● What you need to do
• a. In the conformer scoring tutorial, what does setting do_center=True in MoleculePair do?
• b. Write the next part of the conformer scoring tutorial, picking up right after its last line.

***** Selected extract *****

First, let’s generate some (random) conformers of two molecules. The smaller of the two has a similar substructure to the other. We use xTB to relax the conformers initially generated by RDKit (and MMFF94 optimized) which also gives us the partial charges.

# Embed a random conformer with RDKit
ref_mol_rdkit = embed_conformer_from_smiles('c1Cc2ccc(Cl)cc2C(=O)c1c3cc(N1nnc2cc(C)c(Cl)cc2c1=O)ccc3', MMFF_optimize=True)
fit_mol_rdkit = embed_conformer_from_smiles('N1nnc2ccc(Cl)cc2c1=O', MMFF_optimize=True)
# Local relaxation with xTB
ref_mol, _, ref_charges = optimize_conformer_with_xtb(ref_mol_rdkit)
fit_mol, _, fit_charges = optimize_conformer_with_xtb(fit_mol_rdkit)
Chem.Draw.MolsToGridImage([Chem.MolFromSmiles(smi) for smi in ['c1Cc2ccc(Cl)cc2C(=O)c1c3cc(N1nnc2cc(C)c(Cl)cc2c1=O)ccc3',
                                                               'N1nnc2ccc(Cl)cc2c1=O']])
../_images/ad4ffc7aec0e2dabe4993fa0d3e04503a416f6ae5f0c25955eb40d68534f5a5e.png

Molecule#

Molecule objects automatically extract interaction profiles. Here, we specify the number of surface points, which partial charges to use to get the electrostatic potential at each of the sampled surface points, and use a representation of pharmacophores that averages directional representations of the same type (pharm_multi_vector=False).

# Extract interaction profiles
# Generates a surface with 200 sampled points
#  attributed with ESP using the xTB partial charges
#  and extracts pharmacophores with averaged vectors
ref_molec = Molecule(ref_mol,
                     num_surf_points=200,
                     partial_charges=ref_charges,
                     pharm_multi_vector=False)
fit_molec = Molecule(fit_mol,
                     num_surf_points=200,
                     partial_charges=fit_charges,
                     pharm_multi_vector=False)

MoleculePair#

The MoleculePair class facilitates easy scoring between two conformations as well as alignment. Note that by setting do_center=True we align each molecule’s center of mass to the origin which would not be desirable if we wanted to do a local relaxation.

# Centers the two molecules' COM's to the origin
mp = MoleculePair(ref_molec, fit_molec, num_surf_points=200, do_center=True)

Scoring#

# Score with your preferred objective function
# By default we use numpy
shape_score = mp.score_with_surf(ALPHA(mp.num_surf_points))
esp_score = mp.score_with_esp(ALPHA(mp.num_surf_points), lam=0.3)
pharm_score = mp.score_with_pharm()
shape_score, esp_score, pharm_score
(0.23719206159987358, 0.23599669518162456, 0.02791562161843163)

***** Information *****

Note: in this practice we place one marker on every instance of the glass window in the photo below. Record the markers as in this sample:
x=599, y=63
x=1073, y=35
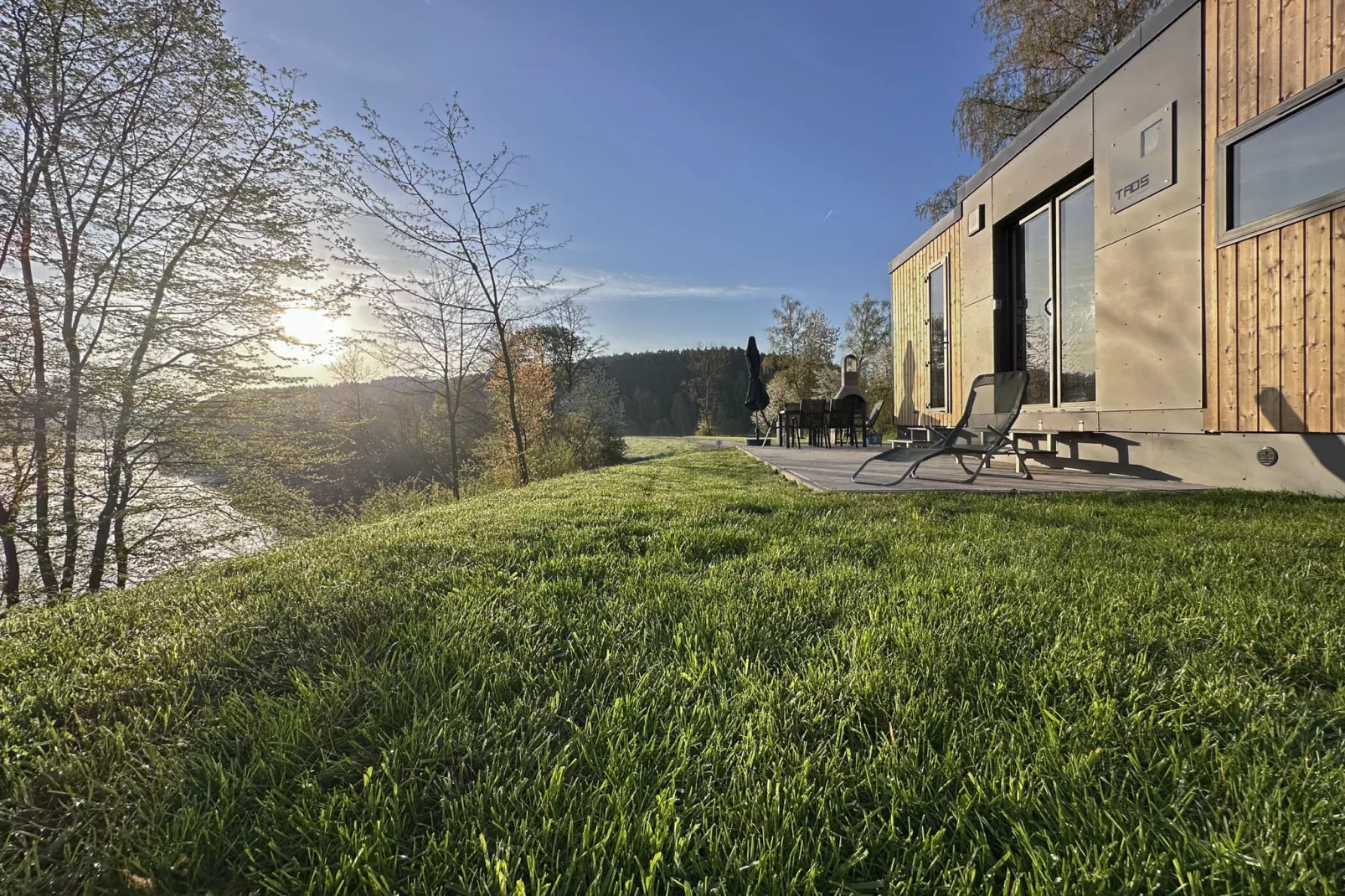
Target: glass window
x=1078, y=330
x=1296, y=159
x=938, y=339
x=1150, y=139
x=1038, y=327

*****

● Answers for the exercise
• a. It aligns each molecule's center of mass to the origin.

• b.
Global Alignment#

Global alignment assumes that we don’t care about the initial alignment as we want to try to find the global minima. We previously aligned the COM’s at the origin during the initialization of MoleculePair. The alignment methods, .align_with_*, all take the argument num_repeats which is the number of different initial alignments to optimize over. When num_repeats > 1, there are 3 main types of initializations:

  1. The first initialization maintains the rotational orientations of both molecules, but aligns the fit molecule’s COM is moved to the reference molecule’s COM.

  2. The next four initializations align the molecules by their principal components.

  3. If num_repeats > 5, the remaining initializations are uniformly spaced rotations of the fit molecule.

The default num_repeats=50. Examples are shown below:

# Align fit_molec to ref_molec with your preferred objective function
# By default we use automatic differentiation via pytorch
surf_points_aligned = mp.align_with_surf(ALPHA(mp.num_surf_points),
                                         num_repeats=50)
surf_points_esp_aligned = mp.align_with_esp(ALPHA(mp.num_surf_points),
                                            lam=0.3,
                                            num_repeats=50)
pharm_pos_aligned, pharm_vec_aligned = mp.align_with_pharm(num_repeats=50)
# Optimal scores are stored as attributes
mp.sim_aligned_surf, mp.sim_aligned_esp, mp.sim_aligned_pharm
(array(0.41102654, dtype=float32),
 array(0.40883726, dtype=float32),
 array(0.4328944, dtype=float32))
# Optimal SE(3) transformation matrices are stored as attributes
mp.transform_surf, mp.transform_esp, mp.transform_pharm
(array([[ 0.78816795, -0.5605407 ,  0.25413665,  4.9925504 ],
        [ 0.5984361 ,  0.601534  , -0.52917963,  0.91717577],
        [ 0.14375487,  0.56916696,  0.80955756,  0.6054885 ],
        [ 0.        ,  0.        ,  0.        ,  1.        ]],
       dtype=float32),
 array([[ 0.78851587, -0.56040245,  0.253361  ,  5.0015197 ],
        [ 0.5979896 ,  0.6023489 , -0.5287572 ,  0.9237334 ],
        [ 0.1437051 ,  0.5684407 ,  0.8100766 ,  0.60548335],
        [ 0.        ,  0.        ,  0.        ,  1.        ]],
       dtype=float32),
 array([[-0.8010564 ,  0.33625808,  0.49521634,  4.157612  ],
        [-0.5743425 , -0.19869089, -0.79413635,  0.25773704],
        [-0.16863981, -0.92057174,  0.35228997,  0.31910408],
        [ 0.        ,  0.        ,  0.        ,  1.        ]],
       dtype=float32))
# Get a copy of the optimally aligned fit Molecule object
transformed_fit_molec = mp.get_transformed_molecule(
    se3_transform=mp.transform_surf
)
Global alignment with translation initializations#

The above code is generally sufficient for aligning molecules of the same relative size. However, sometimes we may want to be more thorough about the global search and/or we may be aligning a smaller molecule to a larger one. In the latter case, starting with aligned COM’s may be insufficient for finding the best possible alignment.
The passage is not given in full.